Demokrasinin rüzgarı durdu

BM'nin bu yılki Kalkınma Raporu'nda iki sıra geriledik. Siyasi istikrarsızlık ve hükümetin yeterince etkin olamayışı yüzünden.

Rapora global olarak bakıldığında ise Türkiye'nin alt ve üst sıralarında yer alan ülkelerde de bir demokratik durgunluk olduğu gözleniyor. BM özetle, ‘‘Dünyada 1980 ve 90'larda esen demokrasi rüzgarı durdu’’ diyor. Oysa insani kalkınma için ille de demokrasi gerekiyor.

BM Raporu'nu baştan sona okuyunca, olmazsa olmaz tek şart olarak şu ortaya çıkıyor: Yoksulluğu yeryüzünden silmek için demokratik ve etkin hükümetler gerekiyor.

> **Sağlanan veriler**
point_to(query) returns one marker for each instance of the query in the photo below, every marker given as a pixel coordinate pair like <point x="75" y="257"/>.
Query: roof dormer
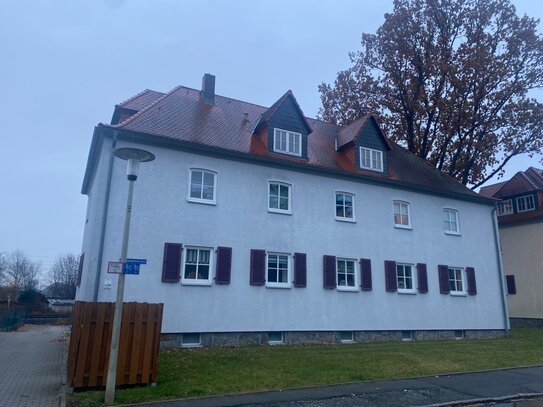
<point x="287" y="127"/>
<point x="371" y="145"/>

> **Yapılacak iş**
Yukarıdaki BM Kalkınma Raporu'na dair metni, başlığıyla birlikte ve tek harfini değiştirmeden baştan sona aynen tekrarla.

> **Çıktı**
Demokrasinin rüzgarı durdu

BM'nin bu yılki Kalkınma Raporu'nda iki sıra geriledik. Siyasi istikrarsızlık ve hükümetin yeterince etkin olamayışı yüzünden.

Rapora global olarak bakıldığında ise Türkiye'nin alt ve üst sıralarında yer alan ülkelerde de bir demokratik durgunluk olduğu gözleniyor. BM özetle, ‘‘Dünyada 1980 ve 90'larda esen demokrasi rüzgarı durdu’’ diyor. Oysa insani kalkınma için ille de demokrasi gerekiyor.

BM Raporu'nu baştan sona okuyunca, olmazsa olmaz tek şart olarak şu ortaya çıkıyor: Yoksulluğu yeryüzünden silmek için demokratik ve etkin hükümetler gerekiyor.